> _Stated goal 1_
In the post on 2016 polling, what chance of winning did Nate Silver's model give Hillary Clinton?
> _Stated goal 2_
Write the next part of the post on 2016 polling, picking up after its final sentence.

A Note on 2016 Polling

Because sometimes a comment starts to become a post.

Steven L. Taylor · Friday, June 12, 2020 · 21 comments

In a post about Joe Biden’s current poll numbers, I responded to a comment which called into question that 2016 polling. After all, the polls said that Hillary Clinton was ahead, and she lost. Ergo: polling sucks! Or, less dramatically, the question arises as to why we should trust polling now when it got it oh so very wrong that last go-round.

The point is, however, that the polling didn’t get it all that wrong in 2016. Indeed, let’s look at the actual numbers.

The official final numbers for the 2016 election are as follows:

HRC: 48.18%

DJT: 46.09%

So, HRC won the popular vote by 2.09%

Now, the final RCP polling average was

HRC: 46.8%

DJT: 43.6%

That suggested HRC winning the popular vote by 3.2%

The difference between the final total and the polling is 1.11 percentage points. That is pretty darn close. It is anything but a failure of polling. The polling called the popular vote winner and got the numbers quite close. Note, too, that the RCP average in 2012 had more of a gap between polling and final results than in 2016, but no one wails about how bad the polling was, because the guy we all expected to win, won. We have to remind ourselves how much we allow expectations to cloud our understanding of numbers.

So, the polling in 2016 was pretty good–it was how the polling was used by some analysts that was the problem (linked, too, with media and the public doing a poor job of understanding what they were looking at). Throw in the fact that most people still seem not to really understand the Electoral College (they think it is a magic formula created by The Founders instead of an allocation rule that distorts the outcome) and you get a narrative that the polling was waaay off.

And yes, there were predictive models by Sam Wang and Natalie Jackson at HuffPo which predicted an HRC with > 98% confidence that HRC would win. (As compared to Nate Silver’s model that gave HRC a 71.4% chance to Trump’s 28.6% chance).

Look, if you are taking a bet, you’d rather have 7 in 10 odds than 3 in 10, but an almost 30% chance of something is still a really good chance that it happens. If there is a 30% chance of rain, it is not unreasonable to take an umbrella. And even if you take the 7 in 10 bet you can still lose (would you bet your annual salary on 7 in 10 odds?).

As I noted in the comments, a .286 batting average is quite good in the MLB.

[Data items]
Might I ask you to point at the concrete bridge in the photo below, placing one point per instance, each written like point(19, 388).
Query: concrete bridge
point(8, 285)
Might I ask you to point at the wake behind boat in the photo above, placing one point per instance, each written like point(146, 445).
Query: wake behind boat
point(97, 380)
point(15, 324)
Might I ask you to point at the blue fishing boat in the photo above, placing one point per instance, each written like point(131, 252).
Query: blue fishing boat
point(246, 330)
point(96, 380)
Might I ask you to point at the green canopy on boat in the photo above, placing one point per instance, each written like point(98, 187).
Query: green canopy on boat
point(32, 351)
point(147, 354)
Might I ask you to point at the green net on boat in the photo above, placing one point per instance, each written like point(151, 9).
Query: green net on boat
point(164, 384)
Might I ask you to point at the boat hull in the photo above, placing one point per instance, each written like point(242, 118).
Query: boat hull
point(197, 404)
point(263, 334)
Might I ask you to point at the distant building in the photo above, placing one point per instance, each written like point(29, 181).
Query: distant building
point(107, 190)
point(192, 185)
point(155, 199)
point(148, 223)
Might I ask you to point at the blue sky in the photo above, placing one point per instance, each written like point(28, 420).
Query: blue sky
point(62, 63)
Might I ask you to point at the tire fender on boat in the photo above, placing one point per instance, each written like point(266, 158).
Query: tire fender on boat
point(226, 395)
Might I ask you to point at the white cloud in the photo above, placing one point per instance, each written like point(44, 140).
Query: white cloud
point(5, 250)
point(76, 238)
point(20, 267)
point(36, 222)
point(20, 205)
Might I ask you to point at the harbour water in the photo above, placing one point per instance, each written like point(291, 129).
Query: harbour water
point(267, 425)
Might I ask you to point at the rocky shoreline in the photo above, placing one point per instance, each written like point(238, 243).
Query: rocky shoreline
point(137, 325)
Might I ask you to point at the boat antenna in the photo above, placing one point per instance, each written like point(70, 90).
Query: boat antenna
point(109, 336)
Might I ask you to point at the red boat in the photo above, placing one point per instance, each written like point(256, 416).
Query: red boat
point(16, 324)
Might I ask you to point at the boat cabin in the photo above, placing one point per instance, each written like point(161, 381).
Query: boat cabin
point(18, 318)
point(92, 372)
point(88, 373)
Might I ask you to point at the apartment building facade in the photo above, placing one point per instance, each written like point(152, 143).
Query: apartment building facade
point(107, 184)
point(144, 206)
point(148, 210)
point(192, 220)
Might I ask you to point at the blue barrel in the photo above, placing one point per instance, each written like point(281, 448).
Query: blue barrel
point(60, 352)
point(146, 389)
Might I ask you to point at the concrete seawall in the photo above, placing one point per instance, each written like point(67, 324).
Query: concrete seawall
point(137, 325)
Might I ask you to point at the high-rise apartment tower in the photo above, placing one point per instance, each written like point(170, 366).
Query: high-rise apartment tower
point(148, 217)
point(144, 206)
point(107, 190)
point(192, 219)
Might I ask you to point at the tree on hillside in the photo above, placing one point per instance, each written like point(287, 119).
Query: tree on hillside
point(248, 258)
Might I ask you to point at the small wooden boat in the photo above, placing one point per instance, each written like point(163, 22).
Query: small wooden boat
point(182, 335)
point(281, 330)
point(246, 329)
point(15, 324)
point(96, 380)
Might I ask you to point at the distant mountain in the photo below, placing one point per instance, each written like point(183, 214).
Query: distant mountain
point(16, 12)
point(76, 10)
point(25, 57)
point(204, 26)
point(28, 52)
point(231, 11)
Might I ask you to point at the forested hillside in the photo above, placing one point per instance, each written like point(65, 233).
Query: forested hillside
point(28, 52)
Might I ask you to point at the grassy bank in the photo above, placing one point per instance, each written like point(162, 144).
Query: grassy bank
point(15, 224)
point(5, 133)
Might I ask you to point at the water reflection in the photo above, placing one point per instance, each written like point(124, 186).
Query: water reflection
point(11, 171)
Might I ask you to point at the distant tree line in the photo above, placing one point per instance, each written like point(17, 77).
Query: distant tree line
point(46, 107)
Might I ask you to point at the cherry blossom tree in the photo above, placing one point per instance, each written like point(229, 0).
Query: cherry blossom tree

> _Final result 1_
A 71.4% chance.

> _Final result 2_
To be clear as to why I commented in the first place, and why I am pushing back: it is simply wrong to say that the polls were wrong in 2016. Yes, Wang’s prediction was grossly wrong, as was Natalie Jackson’s at HuffPo. But if the lesson people think they learned from 2016 is that we should distrust the polls, (and therefore we should dismiss polls now) they learned the wrong lesson.

And look, I thought HRC was going to win—it was the more probable outcome going into election night and, again, she did win the popular vote. And, yes, I was surprised (more than I should have been) by the Trump wins in MI, WI, and PA (especially PA). And, yes, polling in those states was inadequate.

The Wisconsin polling was way off (HRC +6.5%, but Trump winning 0.7%) but it stopped also several days before the race (i.e, it was under polled). PA was closer (HRC +1.9% with Trump winning by 0.7%). Michigan was between the two, with HRC’s advantage in the average being 3.4%, but with Trump winning 0.3%. It is worth noting that the last poll noted in the RCP average in Michigan had Trump at +3.4%.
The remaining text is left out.